■ **PROBLEM**
Starting at the line that contains "Target: suspenders", quote each line exactly through the last line of the entries, both included.

○ ○ ○ ○ ○

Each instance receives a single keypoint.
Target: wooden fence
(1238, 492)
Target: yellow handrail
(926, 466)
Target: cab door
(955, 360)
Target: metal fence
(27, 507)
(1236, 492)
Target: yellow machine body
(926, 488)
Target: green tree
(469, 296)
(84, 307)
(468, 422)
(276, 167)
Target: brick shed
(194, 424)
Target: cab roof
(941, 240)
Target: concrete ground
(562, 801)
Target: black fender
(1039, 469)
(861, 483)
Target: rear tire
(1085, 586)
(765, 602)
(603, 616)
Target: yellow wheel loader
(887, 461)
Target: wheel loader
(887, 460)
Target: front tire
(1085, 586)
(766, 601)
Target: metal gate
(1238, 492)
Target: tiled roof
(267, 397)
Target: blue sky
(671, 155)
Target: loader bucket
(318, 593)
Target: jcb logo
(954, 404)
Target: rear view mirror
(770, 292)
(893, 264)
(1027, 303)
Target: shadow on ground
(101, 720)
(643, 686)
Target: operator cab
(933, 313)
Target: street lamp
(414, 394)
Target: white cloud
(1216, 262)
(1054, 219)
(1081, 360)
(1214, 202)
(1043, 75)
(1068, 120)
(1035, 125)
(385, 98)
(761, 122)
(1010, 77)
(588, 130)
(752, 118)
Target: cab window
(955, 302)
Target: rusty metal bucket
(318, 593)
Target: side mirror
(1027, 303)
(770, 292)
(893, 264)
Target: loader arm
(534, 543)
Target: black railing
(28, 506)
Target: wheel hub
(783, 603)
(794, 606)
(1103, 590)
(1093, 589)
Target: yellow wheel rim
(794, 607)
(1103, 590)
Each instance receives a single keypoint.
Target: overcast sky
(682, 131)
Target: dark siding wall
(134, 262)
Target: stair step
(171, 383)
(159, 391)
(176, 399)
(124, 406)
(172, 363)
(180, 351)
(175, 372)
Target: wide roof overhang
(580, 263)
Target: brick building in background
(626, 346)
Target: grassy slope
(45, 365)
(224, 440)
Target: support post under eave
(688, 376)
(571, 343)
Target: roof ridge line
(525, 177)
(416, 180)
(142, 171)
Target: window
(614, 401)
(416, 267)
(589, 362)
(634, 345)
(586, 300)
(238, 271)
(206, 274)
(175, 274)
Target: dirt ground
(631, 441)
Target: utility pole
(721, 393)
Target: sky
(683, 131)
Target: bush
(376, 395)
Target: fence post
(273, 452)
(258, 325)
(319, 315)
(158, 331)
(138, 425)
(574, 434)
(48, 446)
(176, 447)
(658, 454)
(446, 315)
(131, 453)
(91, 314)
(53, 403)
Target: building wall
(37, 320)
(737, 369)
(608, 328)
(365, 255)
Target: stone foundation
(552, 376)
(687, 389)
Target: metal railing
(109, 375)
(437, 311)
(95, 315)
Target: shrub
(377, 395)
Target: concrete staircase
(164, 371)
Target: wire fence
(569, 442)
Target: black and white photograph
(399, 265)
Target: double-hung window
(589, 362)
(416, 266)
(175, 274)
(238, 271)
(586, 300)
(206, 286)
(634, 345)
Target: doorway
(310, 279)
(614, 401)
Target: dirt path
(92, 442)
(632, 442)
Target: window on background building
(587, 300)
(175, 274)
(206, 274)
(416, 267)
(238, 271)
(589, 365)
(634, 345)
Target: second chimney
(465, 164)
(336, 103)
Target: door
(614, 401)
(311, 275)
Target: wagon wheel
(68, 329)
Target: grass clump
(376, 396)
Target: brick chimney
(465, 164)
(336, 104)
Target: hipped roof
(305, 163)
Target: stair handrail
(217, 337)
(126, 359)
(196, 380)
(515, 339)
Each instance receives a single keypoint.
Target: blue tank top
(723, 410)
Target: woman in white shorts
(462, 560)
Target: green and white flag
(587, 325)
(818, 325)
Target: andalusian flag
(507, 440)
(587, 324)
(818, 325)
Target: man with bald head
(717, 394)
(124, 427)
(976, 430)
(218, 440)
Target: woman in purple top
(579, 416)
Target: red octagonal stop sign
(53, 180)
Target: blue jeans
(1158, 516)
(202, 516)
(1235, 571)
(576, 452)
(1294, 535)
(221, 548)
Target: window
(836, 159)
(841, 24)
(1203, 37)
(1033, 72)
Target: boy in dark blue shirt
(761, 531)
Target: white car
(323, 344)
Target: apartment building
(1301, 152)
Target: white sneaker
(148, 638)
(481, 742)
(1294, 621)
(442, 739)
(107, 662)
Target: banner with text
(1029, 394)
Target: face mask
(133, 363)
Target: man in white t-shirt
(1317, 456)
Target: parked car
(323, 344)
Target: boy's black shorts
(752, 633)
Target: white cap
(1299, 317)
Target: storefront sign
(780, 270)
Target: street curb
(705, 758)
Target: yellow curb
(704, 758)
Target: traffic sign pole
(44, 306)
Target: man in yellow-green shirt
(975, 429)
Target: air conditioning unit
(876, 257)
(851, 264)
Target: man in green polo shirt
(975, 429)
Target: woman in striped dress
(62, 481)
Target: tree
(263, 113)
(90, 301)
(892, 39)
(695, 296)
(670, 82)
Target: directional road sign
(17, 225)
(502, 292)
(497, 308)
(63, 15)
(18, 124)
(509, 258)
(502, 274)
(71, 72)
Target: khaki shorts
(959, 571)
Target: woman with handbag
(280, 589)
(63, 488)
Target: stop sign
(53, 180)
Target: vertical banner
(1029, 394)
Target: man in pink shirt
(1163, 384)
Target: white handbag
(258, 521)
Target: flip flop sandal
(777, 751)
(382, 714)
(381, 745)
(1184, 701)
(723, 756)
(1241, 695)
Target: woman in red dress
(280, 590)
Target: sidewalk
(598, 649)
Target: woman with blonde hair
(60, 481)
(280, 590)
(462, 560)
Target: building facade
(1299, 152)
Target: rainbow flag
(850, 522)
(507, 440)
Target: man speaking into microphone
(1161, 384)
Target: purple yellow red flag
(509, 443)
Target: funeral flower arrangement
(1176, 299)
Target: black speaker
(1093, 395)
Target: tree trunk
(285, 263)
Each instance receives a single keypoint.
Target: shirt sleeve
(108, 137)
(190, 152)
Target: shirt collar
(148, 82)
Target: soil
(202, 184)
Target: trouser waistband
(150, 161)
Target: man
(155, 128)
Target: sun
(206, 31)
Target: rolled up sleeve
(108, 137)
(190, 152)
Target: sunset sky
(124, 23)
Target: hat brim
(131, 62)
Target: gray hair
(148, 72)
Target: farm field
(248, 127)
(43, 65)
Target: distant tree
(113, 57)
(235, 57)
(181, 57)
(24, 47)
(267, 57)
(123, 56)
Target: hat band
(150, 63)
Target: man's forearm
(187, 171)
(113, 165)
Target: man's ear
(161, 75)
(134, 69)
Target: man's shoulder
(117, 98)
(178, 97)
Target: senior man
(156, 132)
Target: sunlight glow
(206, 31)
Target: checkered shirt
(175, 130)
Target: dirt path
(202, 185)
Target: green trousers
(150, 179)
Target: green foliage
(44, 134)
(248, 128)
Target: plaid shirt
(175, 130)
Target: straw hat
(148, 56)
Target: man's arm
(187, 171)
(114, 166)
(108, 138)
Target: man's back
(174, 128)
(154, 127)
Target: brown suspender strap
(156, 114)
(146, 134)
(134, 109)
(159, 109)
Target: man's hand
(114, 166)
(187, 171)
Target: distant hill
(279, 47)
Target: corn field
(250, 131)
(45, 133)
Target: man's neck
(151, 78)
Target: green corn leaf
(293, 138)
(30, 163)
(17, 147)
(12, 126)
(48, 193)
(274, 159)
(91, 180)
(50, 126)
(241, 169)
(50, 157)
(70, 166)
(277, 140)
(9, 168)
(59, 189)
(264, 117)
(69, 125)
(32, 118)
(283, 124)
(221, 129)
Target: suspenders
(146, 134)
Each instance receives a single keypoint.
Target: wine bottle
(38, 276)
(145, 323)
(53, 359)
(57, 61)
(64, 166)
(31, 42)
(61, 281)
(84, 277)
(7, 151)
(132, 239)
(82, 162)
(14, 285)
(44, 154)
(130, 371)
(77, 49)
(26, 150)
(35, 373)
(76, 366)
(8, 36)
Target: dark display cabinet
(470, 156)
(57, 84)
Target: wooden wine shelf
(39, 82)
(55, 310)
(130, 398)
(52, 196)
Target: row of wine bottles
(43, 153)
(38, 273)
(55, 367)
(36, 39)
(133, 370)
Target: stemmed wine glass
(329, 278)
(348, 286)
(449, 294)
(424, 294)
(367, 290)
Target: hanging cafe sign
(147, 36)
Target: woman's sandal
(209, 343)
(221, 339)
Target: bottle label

○ ○ ○ ○ ○

■ **OUTPUT OF THE EXERCISE**
Target: suspenders
(146, 134)
Each instance receives a single keypoint.
Target: wine bottle
(38, 276)
(145, 323)
(53, 359)
(57, 61)
(64, 166)
(31, 42)
(61, 281)
(84, 277)
(7, 151)
(132, 239)
(82, 162)
(14, 285)
(44, 154)
(130, 371)
(77, 49)
(26, 150)
(35, 373)
(76, 366)
(8, 36)
Target: dark display cabinet
(470, 156)
(57, 84)
Target: wooden wine shelf
(39, 82)
(55, 310)
(130, 398)
(52, 196)
Target: row of wine bottles
(43, 153)
(38, 273)
(55, 367)
(36, 39)
(133, 370)
Target: stemmed wine glass
(329, 278)
(348, 286)
(449, 294)
(424, 294)
(367, 290)
Target: hanging cafe sign
(147, 36)
Target: woman's sandal
(209, 343)
(221, 339)
Target: bottle label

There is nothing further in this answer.